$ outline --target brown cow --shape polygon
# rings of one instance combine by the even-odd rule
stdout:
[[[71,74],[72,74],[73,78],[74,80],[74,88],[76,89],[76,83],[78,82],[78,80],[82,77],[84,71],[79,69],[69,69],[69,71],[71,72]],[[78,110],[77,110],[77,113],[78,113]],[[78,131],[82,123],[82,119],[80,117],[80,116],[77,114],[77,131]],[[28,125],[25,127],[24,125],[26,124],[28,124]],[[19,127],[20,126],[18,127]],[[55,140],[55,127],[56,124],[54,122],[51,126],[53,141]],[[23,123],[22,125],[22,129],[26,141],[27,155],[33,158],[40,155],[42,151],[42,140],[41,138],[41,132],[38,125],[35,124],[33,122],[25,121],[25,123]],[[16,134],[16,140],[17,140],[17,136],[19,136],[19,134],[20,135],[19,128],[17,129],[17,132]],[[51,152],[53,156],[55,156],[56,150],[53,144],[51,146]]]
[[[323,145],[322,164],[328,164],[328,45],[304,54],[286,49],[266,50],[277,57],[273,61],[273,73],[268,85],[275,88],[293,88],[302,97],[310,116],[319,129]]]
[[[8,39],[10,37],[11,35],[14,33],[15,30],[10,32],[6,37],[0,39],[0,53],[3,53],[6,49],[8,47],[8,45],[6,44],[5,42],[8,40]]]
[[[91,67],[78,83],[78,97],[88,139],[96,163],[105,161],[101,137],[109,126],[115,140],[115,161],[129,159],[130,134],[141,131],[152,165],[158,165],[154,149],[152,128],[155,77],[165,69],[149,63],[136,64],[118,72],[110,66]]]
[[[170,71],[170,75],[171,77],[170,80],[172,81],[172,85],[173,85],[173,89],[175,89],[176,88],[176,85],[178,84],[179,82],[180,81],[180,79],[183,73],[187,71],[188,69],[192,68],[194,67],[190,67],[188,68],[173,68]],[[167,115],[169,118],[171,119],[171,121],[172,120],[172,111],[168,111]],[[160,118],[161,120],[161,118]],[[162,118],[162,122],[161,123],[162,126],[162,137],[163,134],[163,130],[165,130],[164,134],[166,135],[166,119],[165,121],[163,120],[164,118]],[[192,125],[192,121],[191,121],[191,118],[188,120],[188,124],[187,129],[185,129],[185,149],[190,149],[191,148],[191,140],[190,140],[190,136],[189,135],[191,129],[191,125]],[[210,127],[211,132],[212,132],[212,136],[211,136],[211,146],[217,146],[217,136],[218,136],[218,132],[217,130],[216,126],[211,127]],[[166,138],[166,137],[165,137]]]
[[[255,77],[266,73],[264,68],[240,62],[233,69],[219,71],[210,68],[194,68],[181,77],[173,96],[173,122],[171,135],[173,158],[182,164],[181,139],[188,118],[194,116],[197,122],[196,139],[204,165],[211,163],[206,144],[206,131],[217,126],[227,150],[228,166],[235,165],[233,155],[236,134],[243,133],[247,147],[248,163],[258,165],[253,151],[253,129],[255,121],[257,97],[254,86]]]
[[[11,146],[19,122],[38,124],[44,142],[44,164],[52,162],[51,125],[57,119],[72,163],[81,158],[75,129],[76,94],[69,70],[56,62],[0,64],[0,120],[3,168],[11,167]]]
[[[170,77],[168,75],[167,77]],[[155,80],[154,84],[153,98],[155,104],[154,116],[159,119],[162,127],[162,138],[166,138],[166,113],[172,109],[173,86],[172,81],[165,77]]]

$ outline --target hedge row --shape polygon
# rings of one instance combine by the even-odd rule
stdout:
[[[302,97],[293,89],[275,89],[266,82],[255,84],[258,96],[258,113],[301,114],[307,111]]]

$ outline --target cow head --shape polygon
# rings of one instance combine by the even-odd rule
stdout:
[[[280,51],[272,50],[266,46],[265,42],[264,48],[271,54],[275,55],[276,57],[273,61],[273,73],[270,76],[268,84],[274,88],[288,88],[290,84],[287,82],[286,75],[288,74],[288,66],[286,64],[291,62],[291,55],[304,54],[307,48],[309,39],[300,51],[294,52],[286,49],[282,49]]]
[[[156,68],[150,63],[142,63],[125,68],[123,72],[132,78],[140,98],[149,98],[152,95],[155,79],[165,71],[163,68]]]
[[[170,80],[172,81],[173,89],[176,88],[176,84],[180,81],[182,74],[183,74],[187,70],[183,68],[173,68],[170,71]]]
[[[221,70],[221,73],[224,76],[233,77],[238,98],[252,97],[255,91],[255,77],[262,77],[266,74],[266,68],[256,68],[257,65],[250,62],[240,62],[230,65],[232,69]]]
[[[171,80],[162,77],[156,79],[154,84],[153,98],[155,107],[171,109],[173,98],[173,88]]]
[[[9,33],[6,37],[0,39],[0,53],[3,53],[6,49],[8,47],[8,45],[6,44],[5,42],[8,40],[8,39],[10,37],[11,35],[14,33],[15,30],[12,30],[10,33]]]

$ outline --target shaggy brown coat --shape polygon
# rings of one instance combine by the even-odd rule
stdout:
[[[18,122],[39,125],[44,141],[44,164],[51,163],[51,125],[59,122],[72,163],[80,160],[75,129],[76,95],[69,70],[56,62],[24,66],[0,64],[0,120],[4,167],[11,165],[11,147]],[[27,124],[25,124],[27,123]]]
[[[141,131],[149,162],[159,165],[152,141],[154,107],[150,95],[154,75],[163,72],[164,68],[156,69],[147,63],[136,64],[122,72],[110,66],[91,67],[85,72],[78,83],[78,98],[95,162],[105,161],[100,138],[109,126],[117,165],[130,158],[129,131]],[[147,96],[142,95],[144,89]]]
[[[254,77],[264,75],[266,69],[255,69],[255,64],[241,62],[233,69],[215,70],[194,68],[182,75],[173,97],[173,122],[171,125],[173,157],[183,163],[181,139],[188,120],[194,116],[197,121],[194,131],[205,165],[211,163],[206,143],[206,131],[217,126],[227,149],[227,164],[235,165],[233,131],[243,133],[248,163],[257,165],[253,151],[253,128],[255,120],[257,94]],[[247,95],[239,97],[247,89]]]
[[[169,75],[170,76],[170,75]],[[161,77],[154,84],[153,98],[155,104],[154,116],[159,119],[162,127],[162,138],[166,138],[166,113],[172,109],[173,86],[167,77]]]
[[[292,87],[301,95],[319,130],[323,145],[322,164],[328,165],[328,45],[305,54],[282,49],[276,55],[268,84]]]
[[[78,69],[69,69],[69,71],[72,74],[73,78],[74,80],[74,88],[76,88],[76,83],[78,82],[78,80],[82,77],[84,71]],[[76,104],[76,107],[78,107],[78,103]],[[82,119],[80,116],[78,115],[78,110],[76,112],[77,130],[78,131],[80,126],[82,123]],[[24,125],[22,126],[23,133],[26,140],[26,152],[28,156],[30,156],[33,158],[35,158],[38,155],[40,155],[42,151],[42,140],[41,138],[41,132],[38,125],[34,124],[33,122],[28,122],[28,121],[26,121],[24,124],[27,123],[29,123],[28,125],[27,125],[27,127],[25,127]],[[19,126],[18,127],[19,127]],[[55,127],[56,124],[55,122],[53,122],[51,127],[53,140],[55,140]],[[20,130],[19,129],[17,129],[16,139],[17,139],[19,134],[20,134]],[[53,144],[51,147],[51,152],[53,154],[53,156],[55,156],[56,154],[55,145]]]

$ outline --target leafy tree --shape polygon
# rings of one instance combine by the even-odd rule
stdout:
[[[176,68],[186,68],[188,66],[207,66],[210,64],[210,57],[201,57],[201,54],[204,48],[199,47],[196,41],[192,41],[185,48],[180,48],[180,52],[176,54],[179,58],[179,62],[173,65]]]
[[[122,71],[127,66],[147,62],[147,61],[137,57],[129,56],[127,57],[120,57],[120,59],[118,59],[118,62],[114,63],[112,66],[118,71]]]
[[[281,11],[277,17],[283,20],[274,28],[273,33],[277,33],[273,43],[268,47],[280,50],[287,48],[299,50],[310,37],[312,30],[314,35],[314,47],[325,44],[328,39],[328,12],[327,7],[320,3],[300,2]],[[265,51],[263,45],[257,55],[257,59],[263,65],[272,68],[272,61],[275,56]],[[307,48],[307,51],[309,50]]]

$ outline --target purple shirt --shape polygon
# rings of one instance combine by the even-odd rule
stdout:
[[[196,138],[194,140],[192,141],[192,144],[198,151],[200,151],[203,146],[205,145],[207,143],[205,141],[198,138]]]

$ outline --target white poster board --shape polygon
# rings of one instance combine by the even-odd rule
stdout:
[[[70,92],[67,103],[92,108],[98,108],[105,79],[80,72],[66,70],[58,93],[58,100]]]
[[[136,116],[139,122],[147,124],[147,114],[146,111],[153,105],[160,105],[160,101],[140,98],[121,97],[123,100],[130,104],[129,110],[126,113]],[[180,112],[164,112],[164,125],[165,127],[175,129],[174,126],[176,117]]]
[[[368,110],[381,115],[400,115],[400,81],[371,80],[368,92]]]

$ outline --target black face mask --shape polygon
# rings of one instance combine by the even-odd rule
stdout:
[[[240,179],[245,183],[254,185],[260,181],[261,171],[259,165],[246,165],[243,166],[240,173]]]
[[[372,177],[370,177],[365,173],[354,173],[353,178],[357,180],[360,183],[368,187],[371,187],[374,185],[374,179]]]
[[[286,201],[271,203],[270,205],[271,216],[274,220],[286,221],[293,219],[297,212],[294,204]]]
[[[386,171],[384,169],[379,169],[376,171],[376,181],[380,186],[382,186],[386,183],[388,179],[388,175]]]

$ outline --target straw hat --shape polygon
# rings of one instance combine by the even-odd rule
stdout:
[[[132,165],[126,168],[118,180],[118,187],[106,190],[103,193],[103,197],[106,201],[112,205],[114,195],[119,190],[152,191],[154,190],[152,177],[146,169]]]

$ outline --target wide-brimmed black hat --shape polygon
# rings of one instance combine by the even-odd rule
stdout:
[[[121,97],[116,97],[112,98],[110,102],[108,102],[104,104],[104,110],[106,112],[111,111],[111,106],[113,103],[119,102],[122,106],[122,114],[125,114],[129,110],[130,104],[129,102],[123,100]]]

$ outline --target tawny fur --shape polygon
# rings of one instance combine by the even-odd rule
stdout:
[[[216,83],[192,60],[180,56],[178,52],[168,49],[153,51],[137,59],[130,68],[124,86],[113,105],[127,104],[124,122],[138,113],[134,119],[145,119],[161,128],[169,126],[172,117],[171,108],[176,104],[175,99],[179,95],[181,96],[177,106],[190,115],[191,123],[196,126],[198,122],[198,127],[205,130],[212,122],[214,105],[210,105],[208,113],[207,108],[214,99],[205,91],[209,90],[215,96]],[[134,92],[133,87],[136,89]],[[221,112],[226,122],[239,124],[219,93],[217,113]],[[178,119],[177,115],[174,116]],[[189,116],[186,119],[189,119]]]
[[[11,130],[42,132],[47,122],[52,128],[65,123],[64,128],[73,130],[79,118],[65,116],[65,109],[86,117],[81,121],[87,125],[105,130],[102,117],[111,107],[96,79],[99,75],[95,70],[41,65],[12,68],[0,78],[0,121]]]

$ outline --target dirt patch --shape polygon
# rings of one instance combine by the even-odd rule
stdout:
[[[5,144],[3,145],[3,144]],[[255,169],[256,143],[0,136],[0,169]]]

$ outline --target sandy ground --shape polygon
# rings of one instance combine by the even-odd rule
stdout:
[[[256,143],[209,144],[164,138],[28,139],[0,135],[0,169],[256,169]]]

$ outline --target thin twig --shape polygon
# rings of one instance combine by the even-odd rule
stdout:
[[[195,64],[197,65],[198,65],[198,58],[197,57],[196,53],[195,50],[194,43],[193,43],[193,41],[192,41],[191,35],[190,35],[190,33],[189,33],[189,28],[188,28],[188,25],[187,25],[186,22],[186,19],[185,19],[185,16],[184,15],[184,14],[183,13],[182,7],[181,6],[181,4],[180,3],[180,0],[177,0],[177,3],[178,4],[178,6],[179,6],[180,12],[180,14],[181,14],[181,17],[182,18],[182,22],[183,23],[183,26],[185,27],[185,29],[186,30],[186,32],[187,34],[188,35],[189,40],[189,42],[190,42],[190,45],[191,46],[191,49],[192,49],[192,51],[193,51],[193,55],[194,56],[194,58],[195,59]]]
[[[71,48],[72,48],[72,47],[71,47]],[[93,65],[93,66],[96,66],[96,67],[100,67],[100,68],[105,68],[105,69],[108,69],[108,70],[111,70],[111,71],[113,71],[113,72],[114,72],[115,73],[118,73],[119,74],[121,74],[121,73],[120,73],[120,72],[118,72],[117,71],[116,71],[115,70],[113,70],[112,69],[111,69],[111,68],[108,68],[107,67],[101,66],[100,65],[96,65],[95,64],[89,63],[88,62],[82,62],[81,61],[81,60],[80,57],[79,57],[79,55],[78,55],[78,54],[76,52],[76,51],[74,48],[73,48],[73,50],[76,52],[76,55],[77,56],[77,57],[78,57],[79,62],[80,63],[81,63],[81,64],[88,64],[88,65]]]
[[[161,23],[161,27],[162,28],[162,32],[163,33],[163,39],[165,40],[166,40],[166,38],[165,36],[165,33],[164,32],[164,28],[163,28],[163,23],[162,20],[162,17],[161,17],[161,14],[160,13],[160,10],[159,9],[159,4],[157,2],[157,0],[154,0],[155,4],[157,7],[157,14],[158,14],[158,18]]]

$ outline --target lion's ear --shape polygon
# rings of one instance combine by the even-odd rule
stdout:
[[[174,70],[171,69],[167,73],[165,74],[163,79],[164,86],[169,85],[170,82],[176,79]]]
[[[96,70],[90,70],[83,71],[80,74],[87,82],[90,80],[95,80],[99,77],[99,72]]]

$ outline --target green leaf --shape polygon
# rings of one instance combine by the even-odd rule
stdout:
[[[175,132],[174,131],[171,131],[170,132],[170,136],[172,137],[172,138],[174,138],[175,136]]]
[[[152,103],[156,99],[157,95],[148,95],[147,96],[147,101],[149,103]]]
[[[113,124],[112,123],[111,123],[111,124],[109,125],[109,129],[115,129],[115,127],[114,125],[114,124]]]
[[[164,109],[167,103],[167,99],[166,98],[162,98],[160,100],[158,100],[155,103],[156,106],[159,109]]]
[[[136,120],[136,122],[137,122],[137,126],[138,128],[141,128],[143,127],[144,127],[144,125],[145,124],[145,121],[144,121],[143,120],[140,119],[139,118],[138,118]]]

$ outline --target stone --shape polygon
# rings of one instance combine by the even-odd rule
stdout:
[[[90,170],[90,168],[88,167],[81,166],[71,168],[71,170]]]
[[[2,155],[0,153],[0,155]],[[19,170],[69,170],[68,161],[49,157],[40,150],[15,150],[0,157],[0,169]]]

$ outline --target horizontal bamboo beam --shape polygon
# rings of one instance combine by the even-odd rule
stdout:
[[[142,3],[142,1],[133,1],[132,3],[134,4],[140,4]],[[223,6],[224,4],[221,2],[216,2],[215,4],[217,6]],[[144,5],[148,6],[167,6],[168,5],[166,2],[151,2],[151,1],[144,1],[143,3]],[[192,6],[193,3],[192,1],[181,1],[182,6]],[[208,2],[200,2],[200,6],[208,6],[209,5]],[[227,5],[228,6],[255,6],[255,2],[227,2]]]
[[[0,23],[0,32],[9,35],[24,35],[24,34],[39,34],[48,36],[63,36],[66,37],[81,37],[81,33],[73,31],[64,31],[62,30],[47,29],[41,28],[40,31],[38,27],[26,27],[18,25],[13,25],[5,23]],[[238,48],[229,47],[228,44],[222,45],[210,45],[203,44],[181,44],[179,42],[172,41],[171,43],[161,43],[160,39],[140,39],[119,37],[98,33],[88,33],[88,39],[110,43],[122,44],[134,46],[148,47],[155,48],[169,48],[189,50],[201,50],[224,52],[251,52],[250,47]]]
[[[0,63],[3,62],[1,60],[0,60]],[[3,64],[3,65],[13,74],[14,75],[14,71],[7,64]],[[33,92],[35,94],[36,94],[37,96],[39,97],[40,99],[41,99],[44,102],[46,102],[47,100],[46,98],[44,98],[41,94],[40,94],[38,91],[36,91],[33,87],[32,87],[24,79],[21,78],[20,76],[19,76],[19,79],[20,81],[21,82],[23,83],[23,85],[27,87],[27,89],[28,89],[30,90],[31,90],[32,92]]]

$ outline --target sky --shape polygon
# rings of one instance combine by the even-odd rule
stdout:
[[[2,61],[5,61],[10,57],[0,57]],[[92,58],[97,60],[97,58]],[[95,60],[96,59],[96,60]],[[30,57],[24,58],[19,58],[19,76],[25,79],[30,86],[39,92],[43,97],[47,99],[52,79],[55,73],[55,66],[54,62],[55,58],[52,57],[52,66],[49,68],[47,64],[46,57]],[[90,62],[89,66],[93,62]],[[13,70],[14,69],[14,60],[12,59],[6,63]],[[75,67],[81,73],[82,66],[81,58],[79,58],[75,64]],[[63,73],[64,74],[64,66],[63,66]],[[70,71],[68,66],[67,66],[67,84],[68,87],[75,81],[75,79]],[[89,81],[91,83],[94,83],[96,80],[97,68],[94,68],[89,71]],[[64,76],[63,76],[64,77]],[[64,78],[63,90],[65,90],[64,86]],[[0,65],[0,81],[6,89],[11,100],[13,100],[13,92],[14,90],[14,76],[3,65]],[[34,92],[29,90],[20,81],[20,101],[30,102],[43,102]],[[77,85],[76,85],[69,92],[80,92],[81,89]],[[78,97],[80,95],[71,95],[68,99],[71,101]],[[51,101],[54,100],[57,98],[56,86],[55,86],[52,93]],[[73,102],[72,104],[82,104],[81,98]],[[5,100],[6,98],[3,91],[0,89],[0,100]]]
——————————
> **任务**:
从含有“sky --shape polygon”的那一行起，到上面这些行的最后一行止，首尾都算在内，把这几行一字不差地照抄一遍。

> **任务答复**:
$ outline --target sky --shape polygon
# rings of one instance combine by the even-odd rule
stdout:
[[[2,61],[5,61],[10,57],[0,57]],[[92,58],[97,60],[97,58]],[[95,60],[96,59],[96,60]],[[30,57],[24,58],[19,58],[19,76],[25,79],[30,86],[39,92],[43,97],[47,99],[52,79],[55,73],[55,66],[54,62],[55,58],[52,57],[52,66],[49,68],[47,64],[46,57]],[[90,62],[89,66],[93,62]],[[13,70],[14,69],[14,60],[12,59],[6,63]],[[75,67],[81,73],[82,66],[81,58],[79,58],[75,64]],[[63,73],[64,74],[64,66],[63,66]],[[70,71],[68,66],[67,66],[67,84],[68,87],[75,81],[75,79]],[[89,81],[91,83],[94,83],[96,80],[97,68],[94,68],[89,71]],[[64,76],[63,76],[64,77]],[[64,78],[63,90],[65,90],[64,86]],[[0,65],[0,81],[6,89],[11,100],[13,100],[13,92],[14,90],[14,76],[3,65]],[[34,92],[29,90],[20,81],[20,101],[30,102],[43,102]],[[77,85],[76,85],[69,92],[80,92],[81,89]],[[78,97],[80,95],[71,95],[68,99],[71,101]],[[51,101],[54,100],[57,98],[56,86],[55,86],[52,93]],[[73,102],[72,104],[82,104],[81,98]],[[5,100],[6,98],[3,91],[0,89],[0,100]]]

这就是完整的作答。